DESCRIPTION OF THE TASK: Render all of the data below as a Markdown table with the columns "Row" and "Line", giving each non-blank line its own row numbered in order and leaving out blank lines.
________________________
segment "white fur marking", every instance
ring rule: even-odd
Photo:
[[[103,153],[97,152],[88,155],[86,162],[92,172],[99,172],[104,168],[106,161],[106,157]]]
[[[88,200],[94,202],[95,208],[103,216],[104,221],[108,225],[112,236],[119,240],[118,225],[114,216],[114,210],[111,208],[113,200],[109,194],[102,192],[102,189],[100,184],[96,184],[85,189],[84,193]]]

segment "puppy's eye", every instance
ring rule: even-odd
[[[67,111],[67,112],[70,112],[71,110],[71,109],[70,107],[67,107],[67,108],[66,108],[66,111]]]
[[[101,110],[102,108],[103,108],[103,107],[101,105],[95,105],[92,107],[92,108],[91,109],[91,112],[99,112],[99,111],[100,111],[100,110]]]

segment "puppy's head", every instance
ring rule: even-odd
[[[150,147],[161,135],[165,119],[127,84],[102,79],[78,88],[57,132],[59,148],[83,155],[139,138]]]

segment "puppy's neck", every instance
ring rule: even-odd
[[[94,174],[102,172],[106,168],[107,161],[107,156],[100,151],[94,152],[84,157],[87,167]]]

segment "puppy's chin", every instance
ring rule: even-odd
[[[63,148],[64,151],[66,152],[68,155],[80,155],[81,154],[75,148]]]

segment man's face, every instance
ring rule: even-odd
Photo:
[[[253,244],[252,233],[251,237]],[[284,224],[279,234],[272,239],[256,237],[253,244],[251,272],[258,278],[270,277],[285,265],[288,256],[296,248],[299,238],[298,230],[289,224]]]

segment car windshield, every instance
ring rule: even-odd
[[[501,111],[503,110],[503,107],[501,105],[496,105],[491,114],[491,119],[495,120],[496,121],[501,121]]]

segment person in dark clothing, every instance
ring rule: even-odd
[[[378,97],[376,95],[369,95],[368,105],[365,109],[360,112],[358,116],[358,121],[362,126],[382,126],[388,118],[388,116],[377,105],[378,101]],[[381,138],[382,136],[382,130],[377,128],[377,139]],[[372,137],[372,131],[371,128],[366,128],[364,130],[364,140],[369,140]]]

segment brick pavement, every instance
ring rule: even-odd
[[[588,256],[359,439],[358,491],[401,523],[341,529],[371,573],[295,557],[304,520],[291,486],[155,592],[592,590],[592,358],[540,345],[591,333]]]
________________________
FINISHED ANSWER:
| Row | Line |
|---|---|
| 1 | segment "white fur marking", every instance |
| 2 | ring rule: even-odd |
| 3 | Photo: |
| 4 | [[[103,153],[97,152],[88,155],[86,162],[92,172],[99,172],[104,168],[106,161],[106,157]]] |
| 5 | [[[88,200],[94,202],[95,208],[103,216],[104,221],[108,225],[112,236],[119,240],[118,225],[114,216],[114,210],[111,208],[113,200],[109,194],[102,192],[102,189],[100,184],[96,184],[85,189],[84,193]]] |
| 6 | segment "puppy's eye", every instance |
| 7 | ring rule: even-odd |
| 8 | [[[67,111],[67,112],[70,112],[71,110],[71,109],[70,107],[67,107],[67,108],[66,108],[66,111]]] |
| 9 | [[[101,110],[102,108],[103,108],[103,107],[101,105],[95,105],[92,107],[92,108],[91,109],[91,112],[99,112],[99,111],[100,111],[100,110]]] |
| 10 | segment "puppy's head", every instance |
| 11 | ring rule: even-odd |
| 12 | [[[150,147],[161,135],[165,119],[127,84],[102,79],[78,88],[57,132],[59,148],[83,155],[139,138]]] |
| 13 | segment "puppy's neck", every instance |
| 14 | ring rule: even-odd |
| 15 | [[[94,174],[102,172],[106,168],[107,161],[107,156],[100,151],[94,152],[84,157],[87,167]]] |
| 16 | segment "puppy's chin", every instance |
| 17 | ring rule: even-odd |
| 18 | [[[63,148],[64,151],[66,152],[68,155],[80,155],[81,154],[75,148]]] |
| 19 | segment man's face, every instance |
| 20 | ring rule: even-odd |
| 21 | Photo: |
| 22 | [[[253,244],[252,233],[251,237]],[[284,224],[279,234],[272,239],[256,237],[253,244],[251,272],[258,278],[270,277],[285,265],[288,256],[296,248],[299,238],[298,230],[289,224]]] |
| 23 | segment car windshield, every instance |
| 24 | ring rule: even-odd |
| 25 | [[[501,111],[503,110],[503,107],[501,105],[496,105],[491,114],[491,119],[495,120],[496,121],[501,121]]] |
| 26 | segment person in dark clothing, every instance |
| 27 | ring rule: even-odd |
| 28 | [[[378,97],[376,95],[369,95],[368,105],[365,109],[360,112],[358,116],[358,121],[362,126],[382,126],[388,118],[388,116],[377,105],[378,101]],[[381,138],[382,136],[382,130],[377,128],[377,139]],[[372,137],[372,131],[371,128],[366,128],[364,130],[364,140],[369,140]]] |
| 29 | segment brick pavement, every instance |
| 30 | ring rule: even-odd |
| 31 | [[[588,256],[359,439],[358,491],[401,523],[341,529],[371,573],[295,557],[304,520],[291,486],[155,592],[592,590],[592,358],[540,345],[591,333]]] |